---- Исходный отрывок

В холодном апреле 1916 года я впервые приехал в Ефремов к родственнице – одинокой старушке. Она звала меня погостить у нее и отдохнуть после моих скитаний по югу.
Старушка учительствовала в Ефремовской городской школе. Как все учительницы, она часто болела ангиной. Лечилась она всякими способами, даже по «знахарскому методу Бунина».
– Какого Бунина? – спросил я удивленно.
– Евгения Алексеевича. Брата писателя. Он служит у нас в Ефремове в акцизе. Открыл способ лечить ангину. Натирает шею сухой беличьей шкуркой, и ангина тотчас проходит. Только мне не помогла эта шкурка. А Евгений Бунин – деловой и довольно суховатый господин. Вот брат его Иван, писатель, говорят, человек прелестный, замечательный. Он иногда сюда приезжает.
С той минуты, как я узнал, что здесь бывает Бунин, Ефремов сразу преобразился для меня, хотя вообще-то был городком достаточно унылым. Теперь же он представлялся мне воплощением российского провинциального уюта.
Почти все наши захолустные города были схожи друг с другом. Все они, по словам Чехова, были «типичными Ефремовыми» – с запущенными монастырскими подворьями, с землистыми лицами угодников над каменными вратами церквей, с заливистыми колокольцами на тройке исправника, с острогом на выгоне, земским собранием – единственным домом, где у подъезда горел калильный фонарь, с крикливыми галками на кладбищенских липах и глубокими оврагами. Летом в них стенами стояла глухая крапива, а зимой на сером от золы снегу сизо чадили головешки, выброшенные из печей и самоваров.
Тогда, в Ефремове, вошла в меня бунинская Россия и завладела мною надолго.
Елец был рядом. Я решил съездить туда, чтобы посмотреть этот бунинский город.

--------

[Задание 1] Выведите без изменений часть отрывка о Ефремове между словами «Старушка учительствовала в» и «иногда сюда приезжает.» включительно.
[Задание 2] Подсчитайте, сколько строк в списке ниже содержат слово «wooden», учитывая регистр букв. В ответе дайте только число.

---- Выписанные записи

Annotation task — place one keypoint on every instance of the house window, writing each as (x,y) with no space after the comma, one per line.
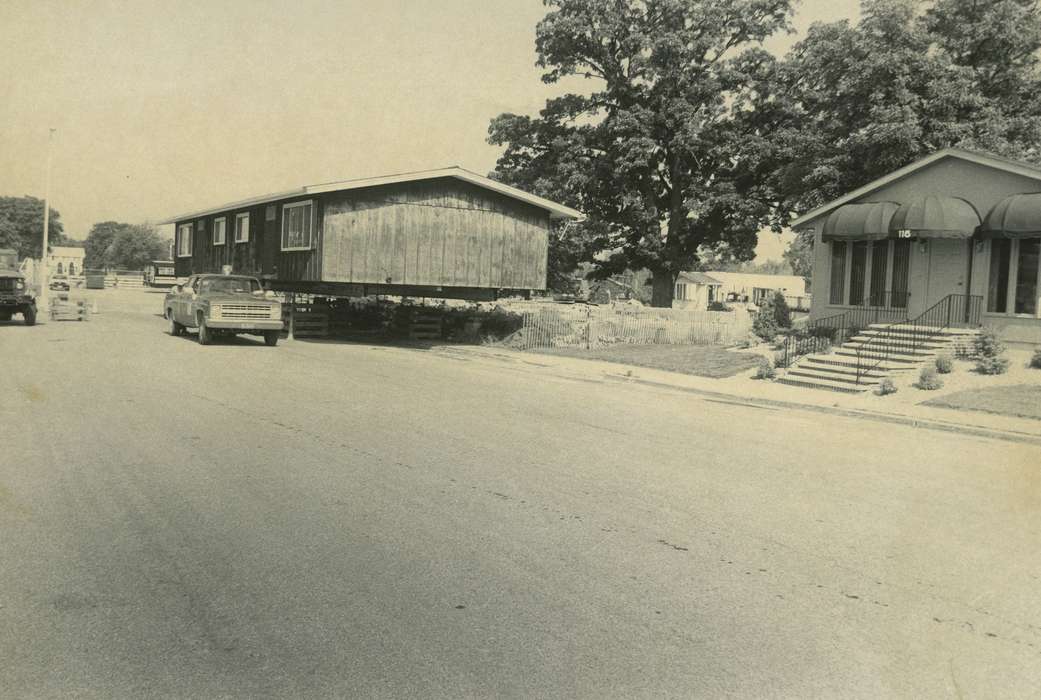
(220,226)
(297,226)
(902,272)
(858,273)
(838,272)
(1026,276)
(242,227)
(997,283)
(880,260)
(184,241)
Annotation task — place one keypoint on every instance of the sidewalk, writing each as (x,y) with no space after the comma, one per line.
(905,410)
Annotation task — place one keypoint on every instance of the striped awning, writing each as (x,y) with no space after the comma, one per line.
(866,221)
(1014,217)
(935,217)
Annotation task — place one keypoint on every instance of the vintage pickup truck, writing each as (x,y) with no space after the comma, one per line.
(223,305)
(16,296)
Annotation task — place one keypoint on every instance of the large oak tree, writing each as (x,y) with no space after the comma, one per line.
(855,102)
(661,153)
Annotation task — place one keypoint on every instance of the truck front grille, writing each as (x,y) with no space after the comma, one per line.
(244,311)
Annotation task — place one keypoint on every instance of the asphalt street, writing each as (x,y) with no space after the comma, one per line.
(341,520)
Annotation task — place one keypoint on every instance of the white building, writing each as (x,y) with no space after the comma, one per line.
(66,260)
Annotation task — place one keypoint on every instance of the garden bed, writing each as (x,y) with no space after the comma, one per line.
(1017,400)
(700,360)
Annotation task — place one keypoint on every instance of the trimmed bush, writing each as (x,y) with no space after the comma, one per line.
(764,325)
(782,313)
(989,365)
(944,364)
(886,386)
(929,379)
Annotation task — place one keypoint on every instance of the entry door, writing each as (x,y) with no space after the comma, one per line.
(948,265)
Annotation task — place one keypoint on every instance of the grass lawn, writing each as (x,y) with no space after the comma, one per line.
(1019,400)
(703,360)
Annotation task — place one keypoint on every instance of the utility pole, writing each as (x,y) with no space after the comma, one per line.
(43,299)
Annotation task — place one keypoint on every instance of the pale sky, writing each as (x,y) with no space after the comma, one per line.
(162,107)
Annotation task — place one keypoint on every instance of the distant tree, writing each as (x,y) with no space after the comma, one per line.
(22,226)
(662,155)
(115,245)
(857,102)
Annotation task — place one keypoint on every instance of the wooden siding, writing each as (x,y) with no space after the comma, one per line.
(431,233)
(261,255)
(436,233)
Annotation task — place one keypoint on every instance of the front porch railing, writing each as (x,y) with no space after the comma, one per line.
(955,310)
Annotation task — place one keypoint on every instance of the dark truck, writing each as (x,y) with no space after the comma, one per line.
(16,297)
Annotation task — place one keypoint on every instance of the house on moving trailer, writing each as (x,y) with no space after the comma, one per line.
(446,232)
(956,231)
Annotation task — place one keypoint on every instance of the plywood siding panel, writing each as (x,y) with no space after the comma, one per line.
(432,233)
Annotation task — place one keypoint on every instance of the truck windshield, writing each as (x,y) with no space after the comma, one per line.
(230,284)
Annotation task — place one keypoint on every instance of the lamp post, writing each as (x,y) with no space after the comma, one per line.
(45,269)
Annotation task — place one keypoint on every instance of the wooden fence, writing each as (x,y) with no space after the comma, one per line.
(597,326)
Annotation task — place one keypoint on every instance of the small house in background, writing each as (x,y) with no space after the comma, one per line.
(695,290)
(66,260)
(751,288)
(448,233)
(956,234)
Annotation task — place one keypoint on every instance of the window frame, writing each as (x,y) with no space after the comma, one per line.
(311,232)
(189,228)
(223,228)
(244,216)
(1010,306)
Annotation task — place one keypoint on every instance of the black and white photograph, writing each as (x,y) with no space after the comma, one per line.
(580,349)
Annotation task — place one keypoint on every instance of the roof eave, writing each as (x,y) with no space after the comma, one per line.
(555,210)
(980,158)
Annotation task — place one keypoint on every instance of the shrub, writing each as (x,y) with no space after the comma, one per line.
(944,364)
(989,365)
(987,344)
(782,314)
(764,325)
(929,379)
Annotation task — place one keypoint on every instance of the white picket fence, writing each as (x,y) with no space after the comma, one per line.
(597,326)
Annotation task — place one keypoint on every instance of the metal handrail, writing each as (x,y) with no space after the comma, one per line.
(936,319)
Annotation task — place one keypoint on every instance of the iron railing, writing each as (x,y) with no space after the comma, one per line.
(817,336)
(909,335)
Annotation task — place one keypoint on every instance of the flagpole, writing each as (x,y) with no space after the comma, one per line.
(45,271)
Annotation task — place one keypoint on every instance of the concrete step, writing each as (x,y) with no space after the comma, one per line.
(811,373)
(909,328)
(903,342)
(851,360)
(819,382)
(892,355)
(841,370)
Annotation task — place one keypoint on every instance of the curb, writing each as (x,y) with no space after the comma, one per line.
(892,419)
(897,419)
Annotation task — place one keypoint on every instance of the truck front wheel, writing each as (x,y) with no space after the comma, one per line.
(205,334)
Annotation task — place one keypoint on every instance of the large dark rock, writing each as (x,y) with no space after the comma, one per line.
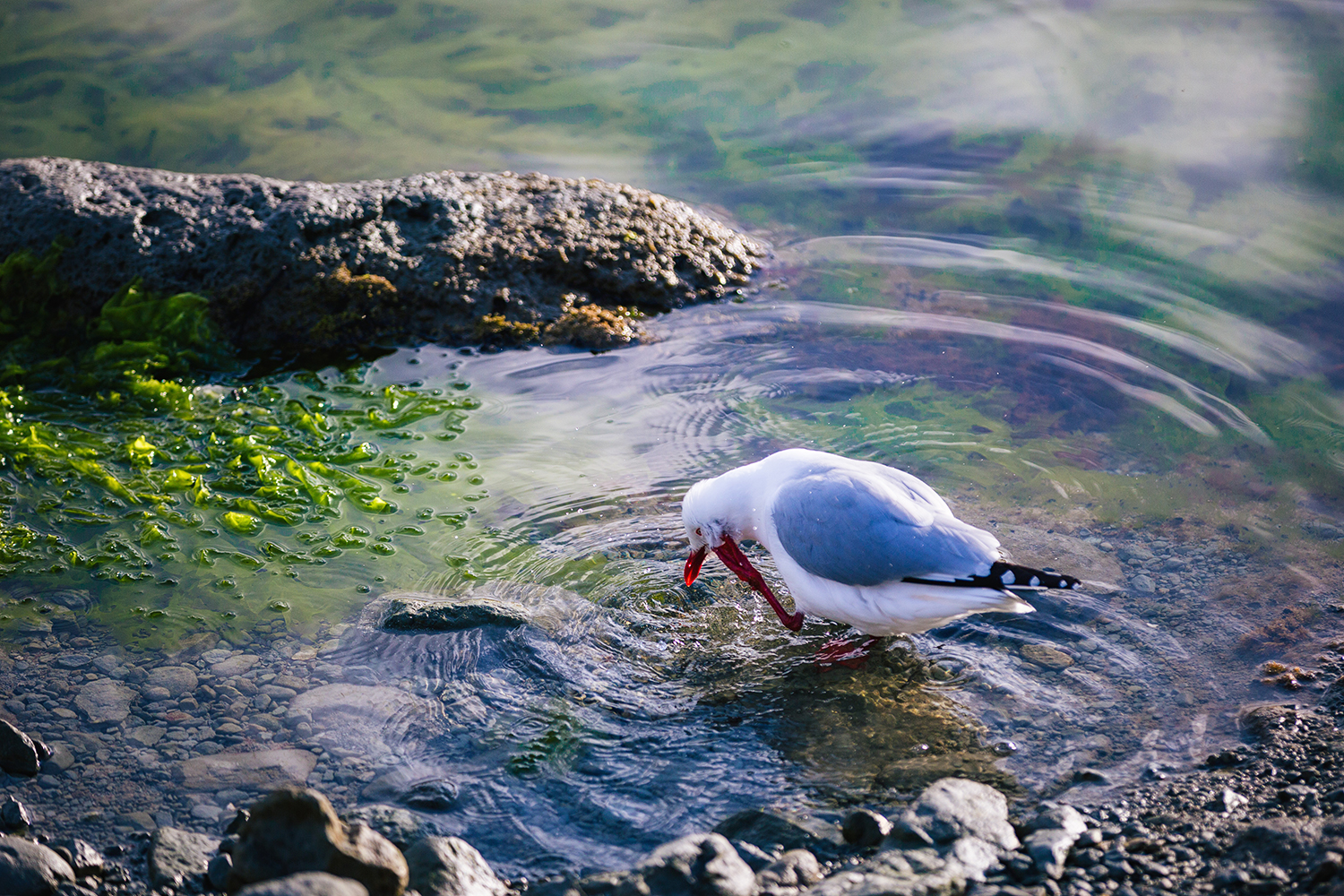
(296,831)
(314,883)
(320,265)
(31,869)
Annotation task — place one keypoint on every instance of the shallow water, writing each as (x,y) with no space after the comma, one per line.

--------

[Готовый ответ 1]
Старушка учительствовала в Ефремовской городской школе. Как все учительницы, она часто болела ангиной. Лечилась она всякими способами, даже по «знахарскому методу Бунина».
– Какого Бунина? – спросил я удивленно.
– Евгения Алексеевича. Брата писателя. Он служит у нас в Ефремове в акцизе. Открыл способ лечить ангину. Натирает шею сухой беличьей шкуркой, и ангина тотчас проходит. Только мне не помогла эта шкурка. А Евгений Бунин – деловой и довольно суховатый господин. Вот брат его Иван, писатель, говорят, человек прелестный, замечательный. Он иногда сюда приезжает.

[Готовый ответ 2] 2